Agreed!! We have a big star and always post about the high schools


----------



## Scottyhorse (Feb 11, 2013)

Eastern WA is very nice. And it is "west". Land is cheap if it is not farm land. We got our property (15 fenced acres, huge barn, 4 outbuildings, and 2 houses for $240k.) There are LOTS of homeschoolers here and great colleges. Whitman, WSU, Gonzaga, etc. I'm sure he could find work as an election around here. PLUS, there are some great Boer breeders around here (like Capriole  ) and it would be great to have you around here too!!


----------



## Dani-1995 (Mar 11, 2011)

How are the winters in both areas? We don't want a really harsh winter... snow is ok but remember, were southerners and we don't get but about an inch every couple years. If were lucky its two inches! Lol... just so that I can drive still and not be totally freaked out


----------



## Dani-1995 (Mar 11, 2011)

Scottyhorse said:


> Eastern WA is very nice. And it is "west". Land is cheap if it is not farm land. We got our property (15 fenced acres, huge barn, 4 outbuildings, and 2 houses for $240k.) There are LOTS of homeschoolers here and great colleges. Whitman, WSU, Gonzaga, etc. I'm sure he could find work as an election around here. PLUS, there are some great Boer breeders around here (like Capriole  ) and it would be great to have you around here too!!

### [BRIEF 1]
Please rewrite the paragraph in the forum thread that begins "How are the winters in both areas?" as a short bulleted list that keeps its main points.
### [BRIEF 2]
Extend the forum thread by writing what follows its final post.
The records that come next are separate material and have no connection to the forum thread.

### [SOURCE INFORMATION]

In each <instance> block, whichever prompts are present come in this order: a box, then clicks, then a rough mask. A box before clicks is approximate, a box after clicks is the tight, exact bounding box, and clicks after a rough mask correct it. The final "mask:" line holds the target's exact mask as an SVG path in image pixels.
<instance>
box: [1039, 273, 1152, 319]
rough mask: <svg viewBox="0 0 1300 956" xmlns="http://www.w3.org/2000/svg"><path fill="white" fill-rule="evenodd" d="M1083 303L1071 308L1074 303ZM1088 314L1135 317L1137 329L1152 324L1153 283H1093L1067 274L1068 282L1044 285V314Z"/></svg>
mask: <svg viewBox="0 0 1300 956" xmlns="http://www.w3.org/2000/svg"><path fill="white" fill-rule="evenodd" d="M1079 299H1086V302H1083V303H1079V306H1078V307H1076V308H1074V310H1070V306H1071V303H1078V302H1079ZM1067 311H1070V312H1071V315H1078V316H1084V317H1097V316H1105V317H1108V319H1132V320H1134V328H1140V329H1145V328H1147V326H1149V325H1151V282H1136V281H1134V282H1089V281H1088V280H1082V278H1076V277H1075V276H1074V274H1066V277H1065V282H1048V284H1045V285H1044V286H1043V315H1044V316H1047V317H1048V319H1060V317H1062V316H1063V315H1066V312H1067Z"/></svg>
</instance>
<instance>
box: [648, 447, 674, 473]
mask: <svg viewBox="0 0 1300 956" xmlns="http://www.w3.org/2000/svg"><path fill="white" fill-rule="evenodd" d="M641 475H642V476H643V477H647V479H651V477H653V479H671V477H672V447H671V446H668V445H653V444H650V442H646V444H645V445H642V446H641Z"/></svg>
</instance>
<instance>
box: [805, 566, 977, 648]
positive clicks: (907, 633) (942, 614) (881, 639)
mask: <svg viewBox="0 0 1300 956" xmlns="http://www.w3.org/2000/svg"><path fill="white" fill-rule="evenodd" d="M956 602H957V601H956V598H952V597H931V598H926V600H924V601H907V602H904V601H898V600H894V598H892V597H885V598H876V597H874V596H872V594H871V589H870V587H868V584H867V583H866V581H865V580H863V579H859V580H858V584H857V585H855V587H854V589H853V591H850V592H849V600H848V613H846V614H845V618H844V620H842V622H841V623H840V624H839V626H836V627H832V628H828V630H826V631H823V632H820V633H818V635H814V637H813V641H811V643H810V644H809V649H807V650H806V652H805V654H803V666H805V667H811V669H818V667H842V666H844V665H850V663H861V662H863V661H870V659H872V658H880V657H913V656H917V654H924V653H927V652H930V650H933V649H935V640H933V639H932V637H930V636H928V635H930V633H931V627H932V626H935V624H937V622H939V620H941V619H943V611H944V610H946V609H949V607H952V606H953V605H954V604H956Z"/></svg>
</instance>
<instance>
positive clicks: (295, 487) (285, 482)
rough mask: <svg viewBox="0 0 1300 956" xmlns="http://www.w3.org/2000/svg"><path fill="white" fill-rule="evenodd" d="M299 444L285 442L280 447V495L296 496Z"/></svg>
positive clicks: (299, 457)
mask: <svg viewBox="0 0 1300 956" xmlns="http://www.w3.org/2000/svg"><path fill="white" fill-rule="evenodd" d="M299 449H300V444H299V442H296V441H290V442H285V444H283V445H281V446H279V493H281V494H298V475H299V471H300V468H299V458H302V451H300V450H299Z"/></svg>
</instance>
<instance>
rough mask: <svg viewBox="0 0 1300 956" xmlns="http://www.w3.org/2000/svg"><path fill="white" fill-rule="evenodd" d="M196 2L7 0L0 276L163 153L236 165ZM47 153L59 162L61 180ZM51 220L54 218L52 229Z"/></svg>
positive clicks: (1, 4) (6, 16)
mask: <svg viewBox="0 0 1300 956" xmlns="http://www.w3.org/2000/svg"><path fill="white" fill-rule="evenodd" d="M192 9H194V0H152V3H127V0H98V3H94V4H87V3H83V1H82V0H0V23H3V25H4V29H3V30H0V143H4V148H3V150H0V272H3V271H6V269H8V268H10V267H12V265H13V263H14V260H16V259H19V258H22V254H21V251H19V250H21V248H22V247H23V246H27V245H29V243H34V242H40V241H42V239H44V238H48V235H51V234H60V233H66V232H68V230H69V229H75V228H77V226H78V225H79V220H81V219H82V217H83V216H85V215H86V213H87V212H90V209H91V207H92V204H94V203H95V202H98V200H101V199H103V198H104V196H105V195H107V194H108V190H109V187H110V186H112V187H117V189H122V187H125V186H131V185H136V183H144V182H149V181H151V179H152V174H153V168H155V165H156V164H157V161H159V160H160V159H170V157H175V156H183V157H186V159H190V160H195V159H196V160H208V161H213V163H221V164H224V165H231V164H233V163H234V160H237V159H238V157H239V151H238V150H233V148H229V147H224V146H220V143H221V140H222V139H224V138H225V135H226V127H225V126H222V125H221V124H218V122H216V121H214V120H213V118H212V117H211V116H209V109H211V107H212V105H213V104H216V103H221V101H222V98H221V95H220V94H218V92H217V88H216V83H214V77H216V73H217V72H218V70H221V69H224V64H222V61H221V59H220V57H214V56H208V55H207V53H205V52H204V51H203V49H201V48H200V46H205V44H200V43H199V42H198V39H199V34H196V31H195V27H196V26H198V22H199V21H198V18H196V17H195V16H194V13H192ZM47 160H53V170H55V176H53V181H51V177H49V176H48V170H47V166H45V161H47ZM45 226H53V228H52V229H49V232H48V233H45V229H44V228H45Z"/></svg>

### [REPLY 1]
- Asks what winters are like in both areas.
- Doesn't want a really harsh winter, though snow is fine.
- As southerners, they get only about an inch of snow every couple of years, and two inches in a lucky year.
- Wants to be able to keep driving without being totally freaked out.

### [REPLY 2]
I love WA!! And texas... been to both and have to say either way you can't go wrong.


----------



## Scottyhorse (Feb 11, 2013)

Look how nice it is  

Lots of outdoor things to do around here too.


----------



## Scottyhorse (Feb 11, 2013)

Dani-1995 said:


> I love WA!! And texas... been to both and have to say either way you can't go wrong.


Ok come to WA then


----------



## J.O.Y. Farm (Jan 10, 2012)

Scottyhorse said:


> Look how nice it is  Lots of outdoor things to do around here too.


:drool: I'll come! :laugh:


----------



## nancy d (Oct 5, 2007)

How's about western wa? Land is high priced here but we get plenty rain. Winters are mild with maybe a week or so of snow & freezing temps.
The wind is always blowing on the eastern side but it blows notoriously around Enumclaw.
Sequim area is nice it's known as the Banana Belt & even milder than here.
Homeschooling is well accepted, we have great farmers markets even in Seattle, I know someone who brings goat meat.
Better yet find a nice place in the San Juans & I'll move in with ya!


----------



## Dani-1995 (Mar 11, 2011)

Scottyhorse said:


> Ok come to WA then


That's a beautiful picture!

How bad are the winters? My dad likes Motana but I think the winter is harsher than wed like. Of course I like Montana in the summer since it isn't any where near as hot as it is here


----------



## wildegoats0426 (Aug 30, 2013)

The last time we had snow in Houston was in 2004 I believe. But it does get to like 30 here. Summers are hot!


----------



## Scottyhorse (Feb 11, 2013)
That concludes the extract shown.